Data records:
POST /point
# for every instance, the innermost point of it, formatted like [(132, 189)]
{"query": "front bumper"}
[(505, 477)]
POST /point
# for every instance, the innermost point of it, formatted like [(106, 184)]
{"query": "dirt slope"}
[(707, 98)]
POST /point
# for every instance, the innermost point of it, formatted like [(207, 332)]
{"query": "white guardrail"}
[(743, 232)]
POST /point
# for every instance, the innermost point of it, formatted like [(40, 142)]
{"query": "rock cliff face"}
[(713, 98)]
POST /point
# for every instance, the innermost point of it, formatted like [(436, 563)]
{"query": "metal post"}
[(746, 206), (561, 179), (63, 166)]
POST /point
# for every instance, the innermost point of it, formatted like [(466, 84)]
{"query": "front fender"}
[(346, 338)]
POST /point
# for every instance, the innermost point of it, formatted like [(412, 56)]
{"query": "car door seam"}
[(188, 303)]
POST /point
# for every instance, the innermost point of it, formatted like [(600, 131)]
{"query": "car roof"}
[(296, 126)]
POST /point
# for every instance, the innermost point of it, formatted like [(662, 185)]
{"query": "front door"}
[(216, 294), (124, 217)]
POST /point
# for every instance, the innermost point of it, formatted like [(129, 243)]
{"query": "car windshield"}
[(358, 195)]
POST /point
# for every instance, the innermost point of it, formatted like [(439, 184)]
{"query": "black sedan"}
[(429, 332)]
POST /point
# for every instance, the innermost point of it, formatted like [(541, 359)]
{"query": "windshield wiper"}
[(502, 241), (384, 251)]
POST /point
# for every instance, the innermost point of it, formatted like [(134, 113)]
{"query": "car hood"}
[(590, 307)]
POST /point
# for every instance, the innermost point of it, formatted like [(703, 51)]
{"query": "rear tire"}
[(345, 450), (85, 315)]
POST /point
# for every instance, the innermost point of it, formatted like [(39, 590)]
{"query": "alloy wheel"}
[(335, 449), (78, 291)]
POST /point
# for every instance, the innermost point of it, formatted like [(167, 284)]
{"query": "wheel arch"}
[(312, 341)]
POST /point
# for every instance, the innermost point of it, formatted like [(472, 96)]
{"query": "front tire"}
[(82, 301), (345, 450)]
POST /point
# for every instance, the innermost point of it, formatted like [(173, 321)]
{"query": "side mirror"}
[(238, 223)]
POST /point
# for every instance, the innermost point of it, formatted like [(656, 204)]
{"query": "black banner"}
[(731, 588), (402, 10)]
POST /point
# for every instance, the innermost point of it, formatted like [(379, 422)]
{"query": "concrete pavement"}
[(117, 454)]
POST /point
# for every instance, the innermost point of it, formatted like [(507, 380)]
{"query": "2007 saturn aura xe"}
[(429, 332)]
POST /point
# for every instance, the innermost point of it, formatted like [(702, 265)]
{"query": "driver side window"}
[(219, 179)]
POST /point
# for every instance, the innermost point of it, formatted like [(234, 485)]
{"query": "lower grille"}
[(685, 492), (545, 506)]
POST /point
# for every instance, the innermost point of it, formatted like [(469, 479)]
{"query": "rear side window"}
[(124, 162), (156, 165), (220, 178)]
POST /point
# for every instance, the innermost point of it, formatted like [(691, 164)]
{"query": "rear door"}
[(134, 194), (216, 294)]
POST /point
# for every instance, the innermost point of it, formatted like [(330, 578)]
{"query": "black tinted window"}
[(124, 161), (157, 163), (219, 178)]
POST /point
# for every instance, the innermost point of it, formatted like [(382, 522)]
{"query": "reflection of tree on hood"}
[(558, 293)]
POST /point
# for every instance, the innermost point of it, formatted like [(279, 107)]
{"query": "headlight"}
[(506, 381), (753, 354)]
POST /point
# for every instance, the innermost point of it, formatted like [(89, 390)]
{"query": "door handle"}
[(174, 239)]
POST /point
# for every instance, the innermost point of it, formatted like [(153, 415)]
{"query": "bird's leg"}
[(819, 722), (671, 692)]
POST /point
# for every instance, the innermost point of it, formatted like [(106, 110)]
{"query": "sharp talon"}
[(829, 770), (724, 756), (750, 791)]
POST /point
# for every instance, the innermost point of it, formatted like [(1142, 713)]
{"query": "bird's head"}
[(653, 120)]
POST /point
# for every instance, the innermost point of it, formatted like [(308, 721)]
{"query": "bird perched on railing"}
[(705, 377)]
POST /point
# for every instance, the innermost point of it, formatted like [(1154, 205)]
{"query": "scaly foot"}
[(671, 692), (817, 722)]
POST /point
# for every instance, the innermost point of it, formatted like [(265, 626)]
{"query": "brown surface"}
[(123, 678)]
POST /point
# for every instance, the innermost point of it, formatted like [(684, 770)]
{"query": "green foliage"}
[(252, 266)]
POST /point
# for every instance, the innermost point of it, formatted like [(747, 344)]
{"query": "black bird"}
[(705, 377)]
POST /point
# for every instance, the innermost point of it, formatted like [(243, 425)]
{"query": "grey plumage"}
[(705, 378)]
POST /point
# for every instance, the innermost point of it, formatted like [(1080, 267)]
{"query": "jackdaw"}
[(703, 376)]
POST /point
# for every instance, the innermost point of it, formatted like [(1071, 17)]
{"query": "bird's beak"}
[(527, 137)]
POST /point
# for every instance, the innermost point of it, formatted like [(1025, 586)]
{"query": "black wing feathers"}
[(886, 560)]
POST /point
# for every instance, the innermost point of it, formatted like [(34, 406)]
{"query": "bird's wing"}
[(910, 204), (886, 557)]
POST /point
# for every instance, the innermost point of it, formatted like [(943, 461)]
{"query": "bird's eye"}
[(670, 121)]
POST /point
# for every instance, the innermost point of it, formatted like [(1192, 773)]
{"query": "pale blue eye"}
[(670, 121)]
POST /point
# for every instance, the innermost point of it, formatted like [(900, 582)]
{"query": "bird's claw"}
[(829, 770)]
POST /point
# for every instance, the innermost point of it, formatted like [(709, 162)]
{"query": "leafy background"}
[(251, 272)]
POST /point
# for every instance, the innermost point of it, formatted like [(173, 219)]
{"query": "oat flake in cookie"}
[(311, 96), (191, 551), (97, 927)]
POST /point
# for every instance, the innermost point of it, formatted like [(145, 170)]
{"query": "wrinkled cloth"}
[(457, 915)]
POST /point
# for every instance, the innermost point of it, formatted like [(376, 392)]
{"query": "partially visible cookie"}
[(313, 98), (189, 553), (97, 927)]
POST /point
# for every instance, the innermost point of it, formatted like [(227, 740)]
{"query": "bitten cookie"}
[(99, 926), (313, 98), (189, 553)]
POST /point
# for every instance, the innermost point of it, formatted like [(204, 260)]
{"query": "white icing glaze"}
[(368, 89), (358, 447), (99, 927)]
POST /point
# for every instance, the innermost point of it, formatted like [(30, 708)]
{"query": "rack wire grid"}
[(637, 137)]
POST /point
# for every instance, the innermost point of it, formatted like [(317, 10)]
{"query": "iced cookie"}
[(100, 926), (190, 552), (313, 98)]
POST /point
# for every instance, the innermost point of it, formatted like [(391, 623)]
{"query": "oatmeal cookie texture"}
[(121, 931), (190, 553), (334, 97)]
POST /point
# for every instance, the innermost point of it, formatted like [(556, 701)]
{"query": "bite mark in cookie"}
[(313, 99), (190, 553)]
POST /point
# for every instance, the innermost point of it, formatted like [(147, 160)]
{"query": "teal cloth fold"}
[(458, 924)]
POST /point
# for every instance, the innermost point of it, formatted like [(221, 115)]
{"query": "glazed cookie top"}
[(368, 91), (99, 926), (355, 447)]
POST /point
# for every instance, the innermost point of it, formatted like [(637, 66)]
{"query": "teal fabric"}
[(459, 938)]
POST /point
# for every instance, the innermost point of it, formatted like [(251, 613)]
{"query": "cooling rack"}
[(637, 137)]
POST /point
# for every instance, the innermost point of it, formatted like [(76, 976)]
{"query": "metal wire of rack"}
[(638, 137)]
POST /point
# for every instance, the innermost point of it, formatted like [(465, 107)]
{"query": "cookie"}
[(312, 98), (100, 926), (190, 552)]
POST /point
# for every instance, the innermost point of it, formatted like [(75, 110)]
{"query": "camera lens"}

◆ Required work
Your answer must consist only of the lines from the start of the records above through the line with "like [(167, 284)]", each retyped exactly.

◆ Expected answer
POST /point
# for every instance, the innermost point of it, formatted like [(132, 189)]
{"query": "front bumper"}
[(505, 477)]
POST /point
# for every instance, the innermost point of it, formatted like [(106, 184)]
{"query": "dirt slope"}
[(707, 98)]
POST /point
# for every instance, the innermost point of it, formatted like [(207, 332)]
{"query": "white guardrail"}
[(743, 232)]
POST /point
# for every instance, the innermost point of it, formatted like [(40, 142)]
{"query": "rock cliff face"}
[(713, 98)]
POST /point
# for every instance, the innermost point of it, formatted like [(436, 563)]
{"query": "metal post"}
[(746, 206), (561, 179), (63, 166)]
POST /point
# for every instance, the innermost point of it, formatted like [(466, 84)]
{"query": "front fender"}
[(346, 338)]
POST /point
# for every instance, the innermost point of it, formatted like [(412, 56)]
{"query": "car door seam"}
[(188, 303)]
POST /point
# for every instance, the innermost point of it, formatted like [(600, 131)]
{"query": "car roof"}
[(296, 126)]
POST /point
# for every instance, the innermost point of it, formatted like [(662, 185)]
{"query": "front door"}
[(216, 294), (124, 217)]
POST /point
# for every instance, the innermost point of it, formatted like [(129, 243)]
{"query": "car windshield"}
[(358, 195)]
POST /point
# for every instance, the innermost point of it, formatted like [(439, 184)]
{"query": "black sedan"}
[(429, 332)]
POST /point
# for every instance, the innermost point of it, formatted like [(541, 359)]
{"query": "windshield wiper"}
[(502, 241), (384, 251)]
POST /point
# for every instance, the innermost point of it, formatted like [(134, 113)]
{"query": "car hood"}
[(590, 307)]
POST /point
# for every instance, the innermost point of it, formatted like [(703, 51)]
{"query": "rear tire"}
[(345, 450), (85, 315)]
POST /point
# for every instance, the innermost point of it, formatted like [(39, 590)]
{"query": "alloy wheel"}
[(335, 449), (78, 291)]
POST /point
# for every instance, the innermost point of it, formatted like [(167, 284)]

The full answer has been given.